-- Begin EXTRACT TO READ --
Pretty much everyone, including me, agrees that Help to Buy is a lousy idea. So, in the spirit of a lawyer defending a psychopath, let me try to defend it.
In part, Help to Buy is a deficit-reduction strategy. Insofar as the scheme encourages the private sector to run a smaller financial surplus, the counterpart to this is a decline in government borrowing; financial balances must sum to zero. This in turn helps relieve the (self-imposed) constraint upon fiscal policy, which makes tax cuts or spending rises more feasible. We can use higher stamp duty revenue to cut tax for the low-paid.
You might reply that it would be better to encourage corporate borrowing. But we've tried this with the Funding for Lending Scheme, and yet borrowing by small firms is still falling. There's a reason for this. The dearth of investment opportunities means companies just don't want to invest - hence the talk of a "new normal" or "secular stagnation." What's more, even if we could revive manufacturing, it's not obvious this would help much. Thanks to globalized supply chains, this would suck in imports, and give our mediocre manufacturing base, we'd soon run into skills shortages.
There's another objection to the scheme that's questionable. Andrew Gimson warns of the dangers of encouraging people to become over-geared. But whatever happened to the Tory idea that people are the judge of their own best interests? It's quite possible that more people are credit-constrained than are irrationally over-optimistic. If so, then on balance Help to Buy moves folk closer to optimal debt levels.
-- End EXTRACT TO READ --
● **PARTS OF THE EXERCISE**:
• 1. Translate this sentence from the Help to Buy text into Spanish: "But we've tried this with the Funding for Lending Scheme, and yet borrowing by small firms is still falling."
• 2. Answer these questions from the Help to Buy text:
(a) According to the text, what must financial balances sum to?
(b) Which scheme does the text say was tried as a way to encourage corporate borrowing?
(c) Who does the text say warns of the dangers of encouraging people to become over-geared?
-- Begin DATA PROVIDED --
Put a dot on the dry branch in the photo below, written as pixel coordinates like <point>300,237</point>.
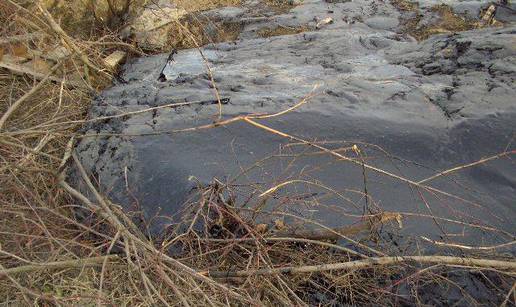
-- End DATA PROVIDED --
● **WRITTEN ANSWERS**:
• 1. Pero ya lo hemos intentado con el Funding for Lending Scheme y, aun así, el endeudamiento de las pequeñas empresas sigue cayendo.

• 2.
(a) Zero.
(b) The Funding for Lending Scheme.
(c) Andrew Gimson.